D'après l'extrait sur la palpation des muscles masticateurs et de l'ATM, quelle pression faut-il appliquer sur le pôle latéral de l'ATM ?

Extrait du document
════
D’après les DC/TMD, la pression appliquée doit être de 1 kg pour les muscles masticateurs et de 0,5 kg pour le pôle latéral de l’ATM. Ce test est réalisé lorsque le patient a ses muscles relâchés en position de repos (bouche fermée).
Pour une meilleure précision, la palpation des muscles s’effectue sur toute la structure, soit plusieurs points différents de palpation. La durée de la palpation est de 2 secondes mais peut être maintenue 5 secondes pour repérer des douleurs référées. Ceci demande un peu d’entraînement (sur une balance par exemple) pour se calibrer (figure 4).
La palpation des côtés droit et gauche simultanément est plus ergonomique et permet une comparaison aisée par le patient. Néanmoins, une palpation unilatérale améliorerait la précision de ce test.
Ce test de palpation, très spécifique et sensible, est utile dans le diagnostic des douleurs musculaires et articulaires (figure 5).
Ils regroupent les items 12 à 15 de la fiche clinique. Le praticien prend des repères dentaires et demande au patient d’effectuer des mouvements d’ouverture-fermeture, de latéralités droite et gauche et de propulsion. Il observe alors la forme des trajets des mouvements mandibulaires, mesure les amplitudes et note l’apparition de douleurs et de bruits articulaires (figure 6). Lors de l’apparition de douleur, il est demandé au patient où se situe la douleur et si elle ressemble à celle qu’il ressent habituellement.
La mesure des amplitudes de mouvements mandibulaires est marquée dans le diagramme de Farrar (item 14). Ce dernier s’avère utile pour quantifier les limitations de mouvements mandibulaires et émettre une hypothèse diagnostique de déplacement discal [16].
════
(Extraits du jeu de données)
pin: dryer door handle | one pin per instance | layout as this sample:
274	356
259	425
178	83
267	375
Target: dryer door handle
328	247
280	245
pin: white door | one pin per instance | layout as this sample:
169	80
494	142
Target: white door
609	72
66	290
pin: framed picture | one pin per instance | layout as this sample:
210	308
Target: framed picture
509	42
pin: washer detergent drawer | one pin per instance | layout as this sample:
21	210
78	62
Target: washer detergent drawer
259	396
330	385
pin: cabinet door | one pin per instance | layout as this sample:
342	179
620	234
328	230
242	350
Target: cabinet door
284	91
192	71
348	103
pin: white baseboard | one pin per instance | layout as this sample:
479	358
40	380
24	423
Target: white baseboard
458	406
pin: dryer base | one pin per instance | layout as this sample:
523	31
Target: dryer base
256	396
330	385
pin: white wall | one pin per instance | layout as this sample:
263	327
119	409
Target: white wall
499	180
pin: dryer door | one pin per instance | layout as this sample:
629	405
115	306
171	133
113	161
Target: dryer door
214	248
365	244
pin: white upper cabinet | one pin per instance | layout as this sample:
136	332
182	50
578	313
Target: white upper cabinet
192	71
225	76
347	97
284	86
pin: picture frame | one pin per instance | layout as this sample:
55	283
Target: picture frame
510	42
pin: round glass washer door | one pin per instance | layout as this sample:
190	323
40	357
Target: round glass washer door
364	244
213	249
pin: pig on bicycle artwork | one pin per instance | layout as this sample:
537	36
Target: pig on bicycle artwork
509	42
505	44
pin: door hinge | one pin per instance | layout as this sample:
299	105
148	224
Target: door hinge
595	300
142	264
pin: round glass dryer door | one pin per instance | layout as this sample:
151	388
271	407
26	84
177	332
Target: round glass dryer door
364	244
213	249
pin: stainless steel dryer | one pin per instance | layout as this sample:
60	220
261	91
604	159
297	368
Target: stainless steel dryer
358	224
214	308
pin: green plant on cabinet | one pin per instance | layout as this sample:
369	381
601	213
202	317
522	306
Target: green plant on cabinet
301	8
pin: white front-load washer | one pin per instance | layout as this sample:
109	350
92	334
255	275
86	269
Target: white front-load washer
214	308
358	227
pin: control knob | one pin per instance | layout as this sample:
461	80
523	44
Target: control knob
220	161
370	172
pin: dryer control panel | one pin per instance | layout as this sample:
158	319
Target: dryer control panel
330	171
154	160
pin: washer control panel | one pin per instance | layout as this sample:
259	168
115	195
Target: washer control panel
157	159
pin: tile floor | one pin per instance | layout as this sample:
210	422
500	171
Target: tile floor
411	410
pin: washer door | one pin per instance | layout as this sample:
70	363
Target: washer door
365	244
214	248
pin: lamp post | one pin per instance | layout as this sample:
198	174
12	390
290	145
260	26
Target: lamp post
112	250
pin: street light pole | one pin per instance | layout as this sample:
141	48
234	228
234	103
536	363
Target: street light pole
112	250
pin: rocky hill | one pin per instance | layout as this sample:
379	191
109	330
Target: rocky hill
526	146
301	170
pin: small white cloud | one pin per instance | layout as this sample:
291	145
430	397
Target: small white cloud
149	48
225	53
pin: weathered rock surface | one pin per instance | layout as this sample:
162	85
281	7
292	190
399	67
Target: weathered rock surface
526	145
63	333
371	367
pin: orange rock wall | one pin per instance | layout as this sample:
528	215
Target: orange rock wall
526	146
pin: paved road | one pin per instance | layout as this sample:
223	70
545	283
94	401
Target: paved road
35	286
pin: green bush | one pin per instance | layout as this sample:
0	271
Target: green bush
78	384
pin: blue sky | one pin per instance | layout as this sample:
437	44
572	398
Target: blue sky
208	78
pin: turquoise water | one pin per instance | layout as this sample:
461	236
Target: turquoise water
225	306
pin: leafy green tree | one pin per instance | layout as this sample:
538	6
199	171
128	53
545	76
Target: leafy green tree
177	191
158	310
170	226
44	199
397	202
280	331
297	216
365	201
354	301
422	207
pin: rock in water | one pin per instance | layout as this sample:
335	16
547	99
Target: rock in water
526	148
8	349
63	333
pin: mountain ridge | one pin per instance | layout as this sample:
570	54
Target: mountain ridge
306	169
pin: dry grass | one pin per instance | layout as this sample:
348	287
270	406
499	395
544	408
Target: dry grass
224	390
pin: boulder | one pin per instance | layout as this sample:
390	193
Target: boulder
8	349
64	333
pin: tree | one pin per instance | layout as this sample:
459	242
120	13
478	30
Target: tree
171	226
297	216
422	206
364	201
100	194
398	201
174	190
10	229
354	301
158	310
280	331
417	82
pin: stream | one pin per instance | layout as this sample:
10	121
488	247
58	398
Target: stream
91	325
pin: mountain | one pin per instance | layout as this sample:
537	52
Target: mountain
════
Corrigé
Il faut appliquer une pression de 0,5 kg.